TO DO: Reproduce the cancer-research funding passage word for word, starting with "The political use" and going on through "not disastrous, policies.".

Start of GIVEN PASSAGE

It may not be surprising to find activists using rather sophisticated forms of communication. But this electronic bulletin board is not a privately funded endeavor; it is a project of the National Cancer Institute (NCI), an arm of the federal government's National Institutes of Health.

The NCI's involvement in partisan politics does not stop at electronic communication. This book examines how the NCI has diverted over $100 million in recent years from cancer research to lobbying and political activities. It actually funds the training of political activists and the development in a number of states of grassroots advocacy coalitions, which then lobby for state legislative initiatives against smoking. Its partner in this diversion is the American Cancer Society (ACS), the nation's largest and best-known health research charity. With ample assistance from the other major health charities and smaller antismoking groups that stand to benefit from the funding, the NCI has managed to keep much of this activity hidden from taxpayers.

The questions raised by these activities go beyond smoking laws, however. As will become clear in later chapters, the government's chief purpose in these endeavors is to construct a tax-supported network of advocacy groups, which will be able to agitate for their causes long after the initial federal funding ends. In short, the federal government not only is attempting to influence political decisions at the state and local level, but is making sure such influence continues, all with taxpayer money--money Congress appropriated for cancer research.

Troubling Questions

The political use of cancer research funds presents problems on a number of levels. A basic problem involves the politicization of federal science. The most obvious issue in this regard is that federal funds going towards political campaigns undercut the credibility of the agency's scientific work. And allowing political pressures to influence scientific decisions is a recipe for mistaken, if not disastrous, policies.

Questions regarding "political science" certainly are not new to the federal government. Recent controversy over the quality of scientific work at the Environmental Protection Agency (EPA), to give one well-publicized example, reveals concern from within the agency itself that casts serious doubt on the quality of science EPA uses to justify its programs. An EPA-appointed expert panel noted in 1992 that many agency personnel perceived that EPA science was "adjusted to fit policy," and, indeed, that scientists played a minor role inside the agency, which tends to be dominated by lawyers and other nonscientists.

Clearly, regulatory policies based on faulty science can have an expensive and potentially dangerous impact on citizens. Consider, for instance, that the asbestos policy promoted by the EPA has cost Americans billions of dollars as they've been compelled to tear this insulation material from schools, public buildings, and their homes, only to learn later that the removal of this potential carcinogen actually increased health risks. It would have been better just to leave it alone. Similar policy backfires have been recorded for pesticide regulation, pollution controls, and radon.

As Joseph Martino persuasively argues in Science Funding: Politics and Porkbarrel, beginning in the early 1980s "Congress has extended porkbarrel politics to a new domain: science." Much of the scientific community has become upset over the politicization of science, for obvious reasons. Frank Press, president of the National Academy of Sciences, warned that if porkbarrel funding of science--using political favors rather than scientific merit to determine which projects get funded--continued, it would undermine "the evaluation and review system that has been responsible for the great strength of American science.... It is in the long-term interest of a strong American science to ... resist special-interest political favoritism."

End of GIVEN PASSAGE
Start of INFORMATION SUPPLIED

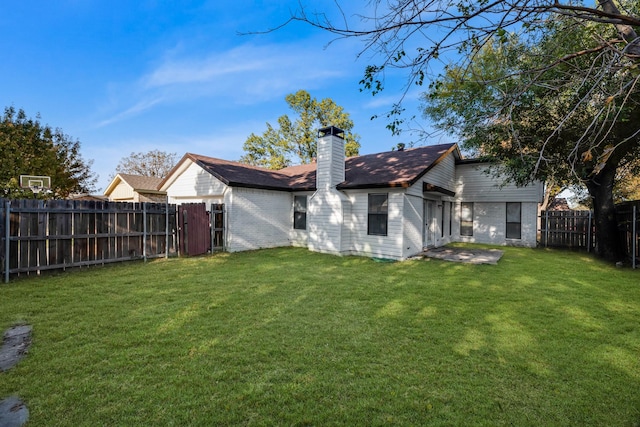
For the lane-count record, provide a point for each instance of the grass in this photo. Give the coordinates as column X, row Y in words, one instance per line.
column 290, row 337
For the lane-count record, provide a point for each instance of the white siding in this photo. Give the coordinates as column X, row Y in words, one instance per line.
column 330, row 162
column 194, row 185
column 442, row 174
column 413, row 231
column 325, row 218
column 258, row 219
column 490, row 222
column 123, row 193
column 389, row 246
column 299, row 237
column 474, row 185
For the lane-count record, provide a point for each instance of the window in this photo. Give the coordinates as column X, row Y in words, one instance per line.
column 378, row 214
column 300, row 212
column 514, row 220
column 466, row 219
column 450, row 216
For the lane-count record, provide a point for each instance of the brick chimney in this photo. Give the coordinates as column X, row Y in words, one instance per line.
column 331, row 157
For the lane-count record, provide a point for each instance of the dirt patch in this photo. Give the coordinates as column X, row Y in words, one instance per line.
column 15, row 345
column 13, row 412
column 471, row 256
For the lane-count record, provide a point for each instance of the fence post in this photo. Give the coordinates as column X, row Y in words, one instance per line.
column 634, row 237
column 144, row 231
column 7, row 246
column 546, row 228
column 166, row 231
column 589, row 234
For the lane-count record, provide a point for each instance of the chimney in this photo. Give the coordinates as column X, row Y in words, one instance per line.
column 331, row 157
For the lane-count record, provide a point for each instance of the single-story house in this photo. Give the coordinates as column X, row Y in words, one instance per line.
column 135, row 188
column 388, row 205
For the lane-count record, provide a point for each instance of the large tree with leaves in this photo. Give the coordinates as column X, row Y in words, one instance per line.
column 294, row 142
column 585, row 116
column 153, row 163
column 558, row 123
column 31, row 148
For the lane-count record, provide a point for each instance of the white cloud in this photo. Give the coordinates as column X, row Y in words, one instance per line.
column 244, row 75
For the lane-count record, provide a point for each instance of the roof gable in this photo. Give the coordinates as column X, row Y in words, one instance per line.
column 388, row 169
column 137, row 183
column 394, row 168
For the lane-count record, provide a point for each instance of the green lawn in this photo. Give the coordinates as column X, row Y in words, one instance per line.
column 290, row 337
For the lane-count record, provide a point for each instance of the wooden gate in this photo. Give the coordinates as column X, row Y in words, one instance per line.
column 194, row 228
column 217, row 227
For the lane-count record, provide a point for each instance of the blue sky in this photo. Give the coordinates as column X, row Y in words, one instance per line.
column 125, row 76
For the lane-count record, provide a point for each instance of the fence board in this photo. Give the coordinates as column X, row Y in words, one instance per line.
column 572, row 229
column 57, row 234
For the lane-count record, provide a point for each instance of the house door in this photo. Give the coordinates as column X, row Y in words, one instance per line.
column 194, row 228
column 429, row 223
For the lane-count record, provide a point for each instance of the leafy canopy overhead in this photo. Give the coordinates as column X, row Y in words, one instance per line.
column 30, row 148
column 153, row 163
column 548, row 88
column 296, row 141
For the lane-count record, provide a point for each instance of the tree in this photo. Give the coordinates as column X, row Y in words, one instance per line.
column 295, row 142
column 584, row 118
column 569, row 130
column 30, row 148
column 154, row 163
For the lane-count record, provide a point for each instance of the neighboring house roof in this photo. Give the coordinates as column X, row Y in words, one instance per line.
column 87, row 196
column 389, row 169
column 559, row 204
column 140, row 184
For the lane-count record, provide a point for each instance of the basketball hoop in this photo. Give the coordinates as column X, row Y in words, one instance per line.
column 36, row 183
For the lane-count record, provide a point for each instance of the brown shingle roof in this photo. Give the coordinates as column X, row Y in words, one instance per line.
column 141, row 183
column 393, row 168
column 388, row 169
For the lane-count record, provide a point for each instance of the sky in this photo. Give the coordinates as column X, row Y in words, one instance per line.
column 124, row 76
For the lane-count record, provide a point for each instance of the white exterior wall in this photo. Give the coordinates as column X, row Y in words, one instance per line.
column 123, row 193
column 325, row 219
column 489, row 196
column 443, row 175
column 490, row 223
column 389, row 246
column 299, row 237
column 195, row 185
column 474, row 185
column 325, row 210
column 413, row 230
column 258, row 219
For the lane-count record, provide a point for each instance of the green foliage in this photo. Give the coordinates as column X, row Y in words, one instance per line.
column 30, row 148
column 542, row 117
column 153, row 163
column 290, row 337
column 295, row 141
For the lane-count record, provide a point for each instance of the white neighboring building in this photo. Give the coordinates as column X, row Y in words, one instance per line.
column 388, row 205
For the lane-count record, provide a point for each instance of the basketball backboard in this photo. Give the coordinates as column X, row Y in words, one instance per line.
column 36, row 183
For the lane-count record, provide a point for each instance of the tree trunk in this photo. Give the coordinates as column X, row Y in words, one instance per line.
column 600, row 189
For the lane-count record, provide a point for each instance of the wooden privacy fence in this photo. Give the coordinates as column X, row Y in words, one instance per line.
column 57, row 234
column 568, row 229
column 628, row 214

End of INFORMATION SUPPLIED
Start of INFORMATION SUPPLIED

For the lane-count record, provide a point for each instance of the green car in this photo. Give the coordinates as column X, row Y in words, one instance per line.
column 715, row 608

End of INFORMATION SUPPLIED

EXERCISE RESULT:
The political use of cancer research funds presents problems on a number of levels. A basic problem involves the politicization of federal science. The most obvious issue in this regard is that federal funds going towards political campaigns undercut the credibility of the agency's scientific work. And allowing political pressures to influence scientific decisions is a recipe for mistaken, if not disastrous, policies.